Please reproduce the July 25, 2025 update below word for word, starting at "We'll start with" and stopping after "stuff to do.".

Text excerpt:
########################################

July 25, 2025 Update

By Andy Delaney 

Two opinions this past week. No clever tie-together today. One is about environmental law—cleaning up petroleum contamination specifically. The other is about criminal law, evidence, relevance, and the Constitution.   

We'll start with the murky, occasionally gasoline-scented puddles of the Petroleum Cleanup Fund (PCF). This story starts with a gas station, a crashed tractor, and a "punch list."

Petitioner owns a property that used to be a gas station. Years after the pumps were yoinked, soil tests revealed petroleum contamination left behind. The Agency of Natural Resources (ANR) demanded a cleanup, and the PCF was tapped for hundreds of thousands of dollars in reimbursements. Over a decade after the cleanup was ordered, a neighbor crashed a tractor into the building and wrecked it. So, more stuff to do. 

Like many remodeling jobs this one expanded (the tractor crash didn't help) and there was more work to do: concrete, electrical, septic system, and a "punch list" to get everything in shape.

########################################

Dataset section:
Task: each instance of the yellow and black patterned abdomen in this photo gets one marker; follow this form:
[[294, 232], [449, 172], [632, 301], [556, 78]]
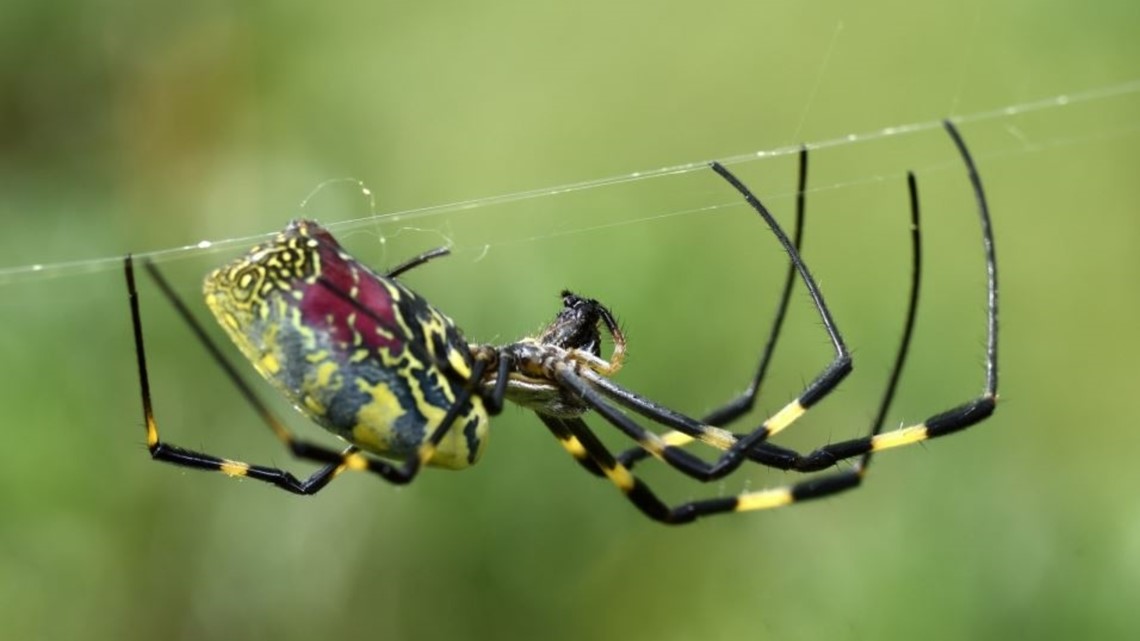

########################################

Output of the exercise:
We'll start with the murky, occasionally gasoline-scented puddles of the Petroleum Cleanup Fund (PCF). This story starts with a gas station, a crashed tractor, and a "punch list."

Petitioner owns a property that used to be a gas station. Years after the pumps were yoinked, soil tests revealed petroleum contamination left behind. The Agency of Natural Resources (ANR) demanded a cleanup, and the PCF was tapped for hundreds of thousands of dollars in reimbursements. Over a decade after the cleanup was ordered, a neighbor crashed a tractor into the building and wrecked it. So, more stuff to do.